[Source records]
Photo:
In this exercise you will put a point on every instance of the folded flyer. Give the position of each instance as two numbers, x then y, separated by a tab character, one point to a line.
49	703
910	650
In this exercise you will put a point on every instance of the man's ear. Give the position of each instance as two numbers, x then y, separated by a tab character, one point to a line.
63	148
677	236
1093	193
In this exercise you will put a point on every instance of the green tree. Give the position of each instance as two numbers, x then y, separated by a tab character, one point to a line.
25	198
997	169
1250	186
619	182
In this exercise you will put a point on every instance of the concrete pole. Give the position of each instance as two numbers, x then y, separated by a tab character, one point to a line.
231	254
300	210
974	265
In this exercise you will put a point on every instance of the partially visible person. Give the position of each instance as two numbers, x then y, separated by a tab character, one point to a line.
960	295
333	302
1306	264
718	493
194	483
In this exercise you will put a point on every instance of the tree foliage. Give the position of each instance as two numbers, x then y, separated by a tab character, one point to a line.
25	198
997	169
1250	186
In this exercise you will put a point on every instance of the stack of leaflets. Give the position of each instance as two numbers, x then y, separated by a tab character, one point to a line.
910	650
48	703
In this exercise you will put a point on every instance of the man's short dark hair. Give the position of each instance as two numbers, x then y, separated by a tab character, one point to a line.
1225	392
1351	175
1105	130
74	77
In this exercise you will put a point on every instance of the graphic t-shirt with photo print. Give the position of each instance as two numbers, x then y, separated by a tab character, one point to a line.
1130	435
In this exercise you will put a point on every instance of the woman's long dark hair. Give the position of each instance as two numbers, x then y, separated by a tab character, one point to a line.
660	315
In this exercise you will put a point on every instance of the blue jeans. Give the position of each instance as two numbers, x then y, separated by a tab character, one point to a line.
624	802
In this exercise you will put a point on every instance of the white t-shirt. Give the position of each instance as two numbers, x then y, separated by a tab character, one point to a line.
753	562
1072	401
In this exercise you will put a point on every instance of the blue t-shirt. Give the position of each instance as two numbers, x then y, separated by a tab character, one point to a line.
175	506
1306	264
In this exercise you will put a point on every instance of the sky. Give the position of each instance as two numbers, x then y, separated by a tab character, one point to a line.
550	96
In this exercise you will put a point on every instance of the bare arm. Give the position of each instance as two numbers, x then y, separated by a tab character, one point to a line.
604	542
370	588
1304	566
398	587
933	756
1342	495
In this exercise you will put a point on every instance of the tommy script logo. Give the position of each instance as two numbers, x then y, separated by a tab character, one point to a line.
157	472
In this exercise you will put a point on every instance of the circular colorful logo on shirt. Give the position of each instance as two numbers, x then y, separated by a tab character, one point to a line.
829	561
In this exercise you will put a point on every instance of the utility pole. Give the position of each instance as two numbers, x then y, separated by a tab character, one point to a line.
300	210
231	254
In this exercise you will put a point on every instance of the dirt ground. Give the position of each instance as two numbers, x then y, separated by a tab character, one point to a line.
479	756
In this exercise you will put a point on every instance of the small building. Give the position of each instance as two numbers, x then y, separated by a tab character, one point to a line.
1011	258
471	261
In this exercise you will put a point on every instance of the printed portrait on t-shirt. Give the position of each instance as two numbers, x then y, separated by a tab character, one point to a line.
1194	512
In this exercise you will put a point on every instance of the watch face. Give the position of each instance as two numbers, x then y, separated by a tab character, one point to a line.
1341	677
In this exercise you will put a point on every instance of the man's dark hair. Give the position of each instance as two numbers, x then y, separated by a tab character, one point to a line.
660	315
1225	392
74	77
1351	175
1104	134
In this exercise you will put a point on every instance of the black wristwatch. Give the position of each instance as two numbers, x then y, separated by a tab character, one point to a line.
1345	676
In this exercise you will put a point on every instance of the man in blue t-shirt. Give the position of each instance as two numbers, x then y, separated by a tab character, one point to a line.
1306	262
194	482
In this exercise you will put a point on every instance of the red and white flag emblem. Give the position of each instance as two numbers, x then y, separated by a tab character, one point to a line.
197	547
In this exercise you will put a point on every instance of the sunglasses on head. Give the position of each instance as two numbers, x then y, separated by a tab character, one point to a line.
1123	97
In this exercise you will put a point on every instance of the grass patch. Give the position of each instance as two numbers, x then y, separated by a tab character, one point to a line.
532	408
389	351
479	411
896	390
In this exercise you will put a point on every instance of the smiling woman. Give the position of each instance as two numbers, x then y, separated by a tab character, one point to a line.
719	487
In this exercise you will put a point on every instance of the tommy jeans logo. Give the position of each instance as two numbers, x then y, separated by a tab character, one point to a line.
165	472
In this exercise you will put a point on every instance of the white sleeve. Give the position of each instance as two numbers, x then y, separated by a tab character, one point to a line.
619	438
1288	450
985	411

● INSTRUCTIONS TO FOLLOW:
Pull every line of the data above and reproduce each one unchanged, in its original order.

● COMPLETED EXERCISE:
Photo:
In this exercise you will put a point on every instance of the folded flyer. Give the position of each instance as two numbers, x then y, separated by a tab character, one point to a line.
49	703
910	650
In this exercise you will put a point on every instance of the man's ear. Give the position of each instance as two numbers, x then y, separated by a tab character, one point to a line.
63	148
677	236
1093	193
In this exercise you will put a point on every instance of the green tree. Give the position of each instance as two numbers, x then y, separated by a tab character, one point to a line.
25	198
997	169
1250	186
619	182
In this exercise you will put a point on every instance of the concrete pole. Give the position of each instance as two numbers, x then y, separated by a tab character, one point to a line.
231	254
300	210
974	265
In this exercise you will put a point on every instance of the partially visible person. Give the position of each instance as two numbers, x then y, separated by a tab character, one point to a line.
960	295
333	302
1306	264
718	493
194	483
In this exercise you will put a point on every instance of the tree foliage. Give the position of each instance as two numbers, x then y, separated by a tab character, one point to a line.
25	198
997	169
1250	186
In this exercise you will put a point on every instance of the stack of leaflets. Give the position of each instance as two numbers, x then y, separated by a tab character, one point to a line.
910	650
48	703
In this exercise you will put a point on every instance of the man's short dark hair. Give the position of each instance as two numbers, x then y, separated by a tab character, one point to a line.
1225	392
1351	175
1105	130
74	77
In this exercise you will put a point on every instance of the graphic t-shirt with photo print. Give the position of each instance as two numbers, x then y, separated by a tab character, one point to a line.
1130	435
In this exercise you will put a point on every instance of the woman's long dark hair. Give the position of each instance as two numbers, x then y, separated by a tab character, one point to a line.
660	315
In this exercise you will put a point on every instance of the blue jeans. Give the position of each instance as two numbers, x then y, separated by a tab character, one point to a line.
624	802
In this exercise you will put a point on every instance of the white t-shirt. Give the position of each instance as two numbers, x then y, separated by a tab character, one point to a line.
753	562
1072	401
In this exercise you will put a point on every instance of the blue t-shirt. Give the position of each instance as two numbers, x then y, separated by a tab character, one point to a line.
175	506
1306	264
In this exercise you will put a point on every instance of the sky. Give the position of each instance as two numbers, x then y, separated by a tab character, one point to a line.
550	96
In this exercise you will put a point on every instance of the bare arm. Give the position of each instance as two numbers, x then y, separated by a tab character, one point to a line.
604	542
370	588
1304	566
398	587
933	756
1342	495
In this exercise you will put a point on every instance of the tommy script logo. Give the position of each instance as two numbers, x then y, separated by a tab character, one point to a line.
157	472
In this exercise you will put a point on every instance of the circular colorful logo on shirt. Give the position of each instance as two numbers, x then y, separated by a tab character, one point to a line.
829	561
In this exercise you will put a point on every instance of the utility pole. Give the position of each instance as two numbers, x then y, separated by a tab character, one point to a line.
300	210
231	254
In this exercise you will put a point on every instance of the dirt ground. Give the position of each instance as two numbers, x then y, separated by a tab character, one point to a line.
479	756
In this exercise you will put a point on every instance of the small building. Give the position of each instance as two numbers, x then y, separated by a tab character, one point to a line.
1011	258
471	261
In this exercise you will put a point on every instance of the printed portrait on t-shirt. Give the position of each instance as two numbers, x then y, separated by a tab character, one point to a line.
1194	512
In this exercise you will put a point on every instance of the watch face. Give the position of each instance as two numbers, x then y, separated by a tab character, one point to a line.
1341	677
In this exercise you will put a point on every instance of the man's dark hair. Give the position of each instance as two numbers, x then y, separated by a tab character, one point to a line.
660	315
1225	392
74	77
1351	175
1104	134
In this exercise you will put a point on every instance of the black wristwatch. Give the position of each instance as two numbers, x then y, separated by a tab character, one point to a line.
1345	676
In this exercise you will put a point on every instance of the man in blue t-shirt. Give the position of each instance as two numbers, x then y, separated by a tab character, one point to a line.
1306	262
194	482
In this exercise you will put a point on every instance of the red and white flag emblem. Give the position of each instance as two numbers, x then y, separated by a tab character, one point to a line.
197	547
In this exercise you will put a point on every instance of the sunglasses on head. Give the position of each instance as two numbers, x then y, separated by a tab character, one point to a line.
1123	97
In this exercise you will put a point on every instance of the grass patch. Give the position of each instance as two numbers, x then y, separated by a tab character, one point to a line.
532	408
389	351
479	411
896	390
In this exercise you will put a point on every instance of the smiling woman. Give the position of each instance as two numbers, x then y, separated by a tab character, one point to a line.
719	487
In this exercise you will put a point on every instance of the tommy jeans logo. Give the position of each instance as two numbers, x then y, separated by a tab character, one point to a line.
165	472
In this exercise you will put a point on every instance of the white sleeve. Give the position of each instance as two numbers, x then y, separated by a tab character, one point to a line.
619	438
1288	450
985	411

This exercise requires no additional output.